### [Provided information]
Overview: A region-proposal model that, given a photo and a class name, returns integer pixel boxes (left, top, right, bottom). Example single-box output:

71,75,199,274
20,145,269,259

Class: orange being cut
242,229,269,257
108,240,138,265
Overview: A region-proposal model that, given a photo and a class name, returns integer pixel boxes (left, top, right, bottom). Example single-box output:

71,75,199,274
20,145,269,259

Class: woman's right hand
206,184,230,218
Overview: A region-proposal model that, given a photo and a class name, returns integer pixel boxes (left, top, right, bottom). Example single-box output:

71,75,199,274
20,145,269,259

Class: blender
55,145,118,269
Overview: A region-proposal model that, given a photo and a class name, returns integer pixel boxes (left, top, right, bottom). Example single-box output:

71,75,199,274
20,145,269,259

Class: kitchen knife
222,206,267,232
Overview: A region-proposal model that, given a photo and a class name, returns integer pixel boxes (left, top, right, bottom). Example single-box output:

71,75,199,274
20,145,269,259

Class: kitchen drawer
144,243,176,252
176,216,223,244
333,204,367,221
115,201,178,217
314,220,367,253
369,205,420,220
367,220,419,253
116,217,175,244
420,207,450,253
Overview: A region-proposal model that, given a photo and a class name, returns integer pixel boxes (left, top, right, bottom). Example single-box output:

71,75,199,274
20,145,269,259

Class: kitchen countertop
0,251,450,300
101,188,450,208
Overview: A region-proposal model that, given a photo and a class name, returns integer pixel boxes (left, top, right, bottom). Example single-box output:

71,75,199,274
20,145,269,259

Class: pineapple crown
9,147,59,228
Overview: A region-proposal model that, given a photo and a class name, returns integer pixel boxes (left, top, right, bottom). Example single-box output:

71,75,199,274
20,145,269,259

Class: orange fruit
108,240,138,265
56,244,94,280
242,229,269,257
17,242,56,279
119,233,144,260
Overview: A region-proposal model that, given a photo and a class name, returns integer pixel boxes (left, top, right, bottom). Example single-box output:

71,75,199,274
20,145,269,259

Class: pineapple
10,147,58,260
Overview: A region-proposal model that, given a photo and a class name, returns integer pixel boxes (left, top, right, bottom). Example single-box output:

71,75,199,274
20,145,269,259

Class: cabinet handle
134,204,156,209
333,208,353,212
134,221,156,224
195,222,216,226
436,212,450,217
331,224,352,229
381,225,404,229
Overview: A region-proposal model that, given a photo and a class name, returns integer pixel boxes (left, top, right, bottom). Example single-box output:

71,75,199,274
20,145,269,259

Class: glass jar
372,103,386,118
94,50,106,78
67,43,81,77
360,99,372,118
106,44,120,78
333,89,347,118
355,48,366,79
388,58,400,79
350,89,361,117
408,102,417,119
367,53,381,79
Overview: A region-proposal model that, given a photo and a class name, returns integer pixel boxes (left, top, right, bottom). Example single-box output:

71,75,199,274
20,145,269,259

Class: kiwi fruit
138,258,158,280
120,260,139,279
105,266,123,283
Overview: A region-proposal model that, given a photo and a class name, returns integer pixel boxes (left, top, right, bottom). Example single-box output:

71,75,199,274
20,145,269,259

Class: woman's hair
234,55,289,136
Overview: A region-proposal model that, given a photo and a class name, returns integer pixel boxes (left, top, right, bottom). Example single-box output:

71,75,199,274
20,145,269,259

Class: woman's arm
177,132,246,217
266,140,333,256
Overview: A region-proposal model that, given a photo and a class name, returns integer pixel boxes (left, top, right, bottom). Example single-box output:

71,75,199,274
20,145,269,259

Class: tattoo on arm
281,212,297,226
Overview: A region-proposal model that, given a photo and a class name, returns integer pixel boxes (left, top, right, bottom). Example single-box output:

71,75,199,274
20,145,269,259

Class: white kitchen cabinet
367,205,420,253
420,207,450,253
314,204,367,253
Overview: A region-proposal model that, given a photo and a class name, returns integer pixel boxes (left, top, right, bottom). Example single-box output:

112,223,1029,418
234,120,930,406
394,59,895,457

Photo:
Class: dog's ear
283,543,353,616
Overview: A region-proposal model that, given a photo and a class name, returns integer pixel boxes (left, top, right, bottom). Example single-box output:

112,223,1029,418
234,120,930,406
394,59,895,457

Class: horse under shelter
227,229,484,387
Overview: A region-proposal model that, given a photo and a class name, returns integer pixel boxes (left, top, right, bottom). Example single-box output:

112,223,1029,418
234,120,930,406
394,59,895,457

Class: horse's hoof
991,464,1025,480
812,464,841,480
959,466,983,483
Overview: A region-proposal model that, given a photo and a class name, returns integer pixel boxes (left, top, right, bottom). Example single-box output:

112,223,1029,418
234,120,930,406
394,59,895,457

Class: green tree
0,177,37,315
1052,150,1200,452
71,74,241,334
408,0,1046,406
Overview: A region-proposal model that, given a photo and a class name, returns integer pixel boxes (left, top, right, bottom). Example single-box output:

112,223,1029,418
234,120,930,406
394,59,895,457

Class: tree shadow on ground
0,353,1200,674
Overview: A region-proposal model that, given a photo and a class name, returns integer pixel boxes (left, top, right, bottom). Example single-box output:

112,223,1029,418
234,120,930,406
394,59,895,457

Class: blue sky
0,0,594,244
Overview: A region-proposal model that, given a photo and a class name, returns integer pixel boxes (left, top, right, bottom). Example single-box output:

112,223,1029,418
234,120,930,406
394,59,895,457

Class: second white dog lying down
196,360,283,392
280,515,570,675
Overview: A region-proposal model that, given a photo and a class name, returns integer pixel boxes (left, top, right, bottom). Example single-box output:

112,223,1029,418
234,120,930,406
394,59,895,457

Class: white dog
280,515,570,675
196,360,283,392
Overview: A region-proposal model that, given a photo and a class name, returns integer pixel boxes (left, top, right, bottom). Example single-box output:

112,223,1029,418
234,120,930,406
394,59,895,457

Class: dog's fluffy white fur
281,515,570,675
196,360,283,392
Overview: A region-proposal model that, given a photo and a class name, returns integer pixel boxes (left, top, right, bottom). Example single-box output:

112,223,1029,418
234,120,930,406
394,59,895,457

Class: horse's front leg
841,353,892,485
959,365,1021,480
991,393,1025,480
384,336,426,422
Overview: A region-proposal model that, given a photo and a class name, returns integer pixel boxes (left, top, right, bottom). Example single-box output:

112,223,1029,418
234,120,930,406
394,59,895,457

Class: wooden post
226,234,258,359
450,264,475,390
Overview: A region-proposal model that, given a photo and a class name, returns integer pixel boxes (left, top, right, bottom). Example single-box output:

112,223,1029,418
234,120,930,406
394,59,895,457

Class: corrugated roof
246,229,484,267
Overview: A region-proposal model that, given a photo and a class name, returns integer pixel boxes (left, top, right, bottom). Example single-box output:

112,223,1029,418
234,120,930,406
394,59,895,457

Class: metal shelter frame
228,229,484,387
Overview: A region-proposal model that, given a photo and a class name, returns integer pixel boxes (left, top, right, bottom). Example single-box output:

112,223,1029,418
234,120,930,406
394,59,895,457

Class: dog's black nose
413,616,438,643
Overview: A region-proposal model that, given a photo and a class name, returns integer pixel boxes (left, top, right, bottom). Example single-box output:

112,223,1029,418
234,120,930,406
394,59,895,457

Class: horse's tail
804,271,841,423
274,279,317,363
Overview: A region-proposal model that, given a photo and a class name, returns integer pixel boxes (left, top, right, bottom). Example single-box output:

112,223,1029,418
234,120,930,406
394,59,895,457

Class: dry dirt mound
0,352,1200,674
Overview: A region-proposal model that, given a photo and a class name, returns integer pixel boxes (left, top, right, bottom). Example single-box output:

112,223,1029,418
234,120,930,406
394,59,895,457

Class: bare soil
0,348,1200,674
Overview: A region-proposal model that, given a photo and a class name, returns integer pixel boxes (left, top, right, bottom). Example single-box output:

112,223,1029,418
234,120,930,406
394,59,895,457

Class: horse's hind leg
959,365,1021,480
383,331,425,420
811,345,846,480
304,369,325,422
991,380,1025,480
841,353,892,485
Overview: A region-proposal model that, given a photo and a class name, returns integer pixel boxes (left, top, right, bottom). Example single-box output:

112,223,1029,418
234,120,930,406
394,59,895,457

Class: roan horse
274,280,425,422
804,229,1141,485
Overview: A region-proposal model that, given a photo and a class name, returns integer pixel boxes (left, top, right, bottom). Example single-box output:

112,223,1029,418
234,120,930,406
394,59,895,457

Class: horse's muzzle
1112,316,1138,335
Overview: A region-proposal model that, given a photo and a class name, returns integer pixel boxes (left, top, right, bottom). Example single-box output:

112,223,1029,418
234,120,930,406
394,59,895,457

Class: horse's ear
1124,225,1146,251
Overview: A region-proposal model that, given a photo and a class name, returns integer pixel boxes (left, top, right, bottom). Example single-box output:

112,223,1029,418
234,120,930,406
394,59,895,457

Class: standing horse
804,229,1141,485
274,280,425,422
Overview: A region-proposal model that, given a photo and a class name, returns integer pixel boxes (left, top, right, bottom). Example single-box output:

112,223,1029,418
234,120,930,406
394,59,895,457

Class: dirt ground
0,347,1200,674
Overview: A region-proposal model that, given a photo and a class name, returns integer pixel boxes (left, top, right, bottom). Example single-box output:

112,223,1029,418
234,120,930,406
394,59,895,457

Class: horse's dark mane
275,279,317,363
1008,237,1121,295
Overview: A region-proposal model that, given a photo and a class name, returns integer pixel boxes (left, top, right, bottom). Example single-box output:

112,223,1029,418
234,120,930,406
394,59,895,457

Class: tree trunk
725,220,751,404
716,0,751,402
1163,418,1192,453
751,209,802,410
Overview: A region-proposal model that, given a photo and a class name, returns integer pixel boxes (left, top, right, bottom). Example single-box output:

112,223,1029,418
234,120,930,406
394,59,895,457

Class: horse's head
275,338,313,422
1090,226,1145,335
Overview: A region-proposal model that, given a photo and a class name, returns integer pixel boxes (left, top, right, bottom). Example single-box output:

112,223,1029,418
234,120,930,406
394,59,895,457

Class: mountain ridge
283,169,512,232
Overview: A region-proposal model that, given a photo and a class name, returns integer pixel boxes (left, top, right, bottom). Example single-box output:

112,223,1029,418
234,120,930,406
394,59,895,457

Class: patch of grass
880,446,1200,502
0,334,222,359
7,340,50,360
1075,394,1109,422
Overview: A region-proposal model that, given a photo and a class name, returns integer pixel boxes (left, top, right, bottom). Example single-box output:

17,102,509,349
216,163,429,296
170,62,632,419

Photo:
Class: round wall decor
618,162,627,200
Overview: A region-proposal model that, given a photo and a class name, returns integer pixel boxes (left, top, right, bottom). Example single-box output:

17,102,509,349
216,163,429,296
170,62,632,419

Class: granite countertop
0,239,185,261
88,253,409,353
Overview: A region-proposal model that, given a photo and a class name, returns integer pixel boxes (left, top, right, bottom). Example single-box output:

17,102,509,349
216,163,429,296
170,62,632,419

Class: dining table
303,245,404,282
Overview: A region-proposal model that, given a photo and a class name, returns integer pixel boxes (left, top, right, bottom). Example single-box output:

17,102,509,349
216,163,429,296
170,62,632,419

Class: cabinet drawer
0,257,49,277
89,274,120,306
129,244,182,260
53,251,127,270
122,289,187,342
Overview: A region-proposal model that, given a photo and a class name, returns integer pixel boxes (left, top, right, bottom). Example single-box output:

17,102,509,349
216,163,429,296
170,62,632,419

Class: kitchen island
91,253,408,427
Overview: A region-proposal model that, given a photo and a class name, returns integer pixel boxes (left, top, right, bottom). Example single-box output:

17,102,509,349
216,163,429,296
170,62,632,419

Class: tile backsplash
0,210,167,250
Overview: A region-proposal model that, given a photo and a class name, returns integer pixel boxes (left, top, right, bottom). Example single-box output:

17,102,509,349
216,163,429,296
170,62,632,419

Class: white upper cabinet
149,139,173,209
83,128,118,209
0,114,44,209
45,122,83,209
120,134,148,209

### [Problem to solve]
Report how many lines in the items above contain the string "dirt". Matching is case-sensitive; give only the number.

### [Exercise output]
2